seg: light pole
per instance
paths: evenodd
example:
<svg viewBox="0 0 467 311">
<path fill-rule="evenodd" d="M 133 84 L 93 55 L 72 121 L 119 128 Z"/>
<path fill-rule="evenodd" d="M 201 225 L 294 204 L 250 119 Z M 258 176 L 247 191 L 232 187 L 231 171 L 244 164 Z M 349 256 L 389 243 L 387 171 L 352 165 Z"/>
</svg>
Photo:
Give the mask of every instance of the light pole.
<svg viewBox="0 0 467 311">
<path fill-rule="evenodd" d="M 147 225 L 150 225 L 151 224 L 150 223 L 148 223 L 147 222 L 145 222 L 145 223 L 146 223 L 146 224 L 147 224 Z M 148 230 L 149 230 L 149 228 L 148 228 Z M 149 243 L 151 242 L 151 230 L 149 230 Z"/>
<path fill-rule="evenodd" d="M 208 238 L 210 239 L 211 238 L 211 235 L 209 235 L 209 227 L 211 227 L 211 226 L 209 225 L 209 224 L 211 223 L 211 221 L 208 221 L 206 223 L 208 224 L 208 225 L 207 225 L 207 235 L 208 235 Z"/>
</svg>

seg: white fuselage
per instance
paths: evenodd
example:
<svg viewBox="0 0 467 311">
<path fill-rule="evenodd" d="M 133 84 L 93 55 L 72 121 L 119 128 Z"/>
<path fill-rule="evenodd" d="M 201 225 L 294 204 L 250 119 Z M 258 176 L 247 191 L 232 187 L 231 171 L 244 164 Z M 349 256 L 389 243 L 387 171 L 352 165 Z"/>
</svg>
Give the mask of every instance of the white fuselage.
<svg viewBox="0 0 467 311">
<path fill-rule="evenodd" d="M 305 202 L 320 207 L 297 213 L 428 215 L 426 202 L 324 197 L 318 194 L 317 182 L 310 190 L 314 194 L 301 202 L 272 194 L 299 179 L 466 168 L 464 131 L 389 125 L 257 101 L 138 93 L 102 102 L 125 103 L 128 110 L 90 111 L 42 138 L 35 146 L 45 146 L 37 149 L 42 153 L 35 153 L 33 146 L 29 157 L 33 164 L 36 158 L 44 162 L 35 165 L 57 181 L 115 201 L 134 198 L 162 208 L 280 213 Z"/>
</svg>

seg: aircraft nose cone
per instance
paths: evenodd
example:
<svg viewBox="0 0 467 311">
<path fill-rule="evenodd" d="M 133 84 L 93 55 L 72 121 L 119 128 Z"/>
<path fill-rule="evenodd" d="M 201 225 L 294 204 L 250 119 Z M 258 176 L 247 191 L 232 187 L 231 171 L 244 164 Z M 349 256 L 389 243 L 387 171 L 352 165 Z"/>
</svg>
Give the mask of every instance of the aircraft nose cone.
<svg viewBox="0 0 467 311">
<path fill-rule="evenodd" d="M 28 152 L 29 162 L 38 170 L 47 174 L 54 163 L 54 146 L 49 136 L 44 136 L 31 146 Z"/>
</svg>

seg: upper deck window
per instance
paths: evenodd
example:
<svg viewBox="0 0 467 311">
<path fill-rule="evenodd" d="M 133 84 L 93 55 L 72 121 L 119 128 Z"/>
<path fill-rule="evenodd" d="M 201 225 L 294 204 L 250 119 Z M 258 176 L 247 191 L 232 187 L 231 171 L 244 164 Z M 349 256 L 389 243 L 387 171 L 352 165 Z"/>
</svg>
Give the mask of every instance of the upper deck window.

# # # # #

» Task requirements:
Copy every line of the items above word for word, in the same order, changing nothing.

» Exercise output:
seg: light pole
per instance
paths: evenodd
example:
<svg viewBox="0 0 467 311">
<path fill-rule="evenodd" d="M 133 84 L 93 55 L 72 121 L 119 128 Z"/>
<path fill-rule="evenodd" d="M 201 225 L 294 204 L 250 119 Z M 258 176 L 247 191 L 232 187 L 231 171 L 244 164 Z M 349 256 L 389 243 L 387 171 L 352 165 Z"/>
</svg>
Photo:
Give the mask of every instance of the light pole.
<svg viewBox="0 0 467 311">
<path fill-rule="evenodd" d="M 147 225 L 150 225 L 151 224 L 150 223 L 148 223 L 147 222 L 145 222 L 145 223 L 146 223 L 146 224 L 147 224 Z M 148 230 L 149 230 L 149 228 L 148 228 Z M 149 243 L 151 242 L 151 230 L 149 230 Z"/>
<path fill-rule="evenodd" d="M 208 238 L 210 239 L 211 238 L 211 235 L 209 235 L 209 227 L 211 227 L 211 226 L 209 225 L 209 224 L 211 223 L 211 221 L 208 221 L 206 223 L 208 224 L 208 225 L 207 225 L 207 235 L 208 235 Z"/>
</svg>

seg: white fuselage
per instance
paths: evenodd
example:
<svg viewBox="0 0 467 311">
<path fill-rule="evenodd" d="M 133 84 L 93 55 L 72 121 L 119 128 Z"/>
<path fill-rule="evenodd" d="M 201 225 L 294 204 L 250 119 Z M 258 176 L 247 191 L 232 187 L 231 171 L 244 164 Z M 349 256 L 389 243 L 387 171 L 352 165 Z"/>
</svg>
Give the mask of every instance of the white fuselage.
<svg viewBox="0 0 467 311">
<path fill-rule="evenodd" d="M 305 202 L 320 207 L 297 213 L 428 215 L 426 202 L 324 197 L 318 194 L 317 182 L 310 190 L 314 194 L 301 202 L 272 194 L 299 179 L 466 168 L 464 131 L 389 125 L 257 101 L 138 93 L 102 102 L 125 103 L 128 110 L 90 111 L 42 138 L 35 146 L 45 146 L 37 149 L 42 153 L 35 153 L 33 146 L 29 157 L 33 164 L 36 158 L 44 162 L 35 165 L 57 181 L 115 201 L 134 198 L 162 208 L 280 213 Z"/>
</svg>

seg: aircraft nose cone
per instance
paths: evenodd
example:
<svg viewBox="0 0 467 311">
<path fill-rule="evenodd" d="M 133 84 L 93 55 L 72 121 L 119 128 Z"/>
<path fill-rule="evenodd" d="M 201 225 L 294 204 L 250 119 Z M 258 176 L 247 191 L 232 187 L 231 171 L 244 164 Z M 349 256 L 389 243 L 387 171 L 352 165 Z"/>
</svg>
Give the mask of every instance of the aircraft nose cone.
<svg viewBox="0 0 467 311">
<path fill-rule="evenodd" d="M 28 152 L 29 162 L 38 170 L 47 174 L 54 163 L 54 146 L 49 136 L 44 136 L 31 146 Z"/>
</svg>

seg: upper deck window
per instance
paths: evenodd
example:
<svg viewBox="0 0 467 311">
<path fill-rule="evenodd" d="M 133 84 L 93 55 L 72 121 L 119 128 Z"/>
<path fill-rule="evenodd" d="M 201 225 L 294 204 L 250 119 Z M 258 176 L 247 191 L 232 187 L 231 171 L 244 164 Z M 349 256 L 389 243 L 387 171 L 352 165 Z"/>
</svg>
Give the mask of every instance of the upper deck window.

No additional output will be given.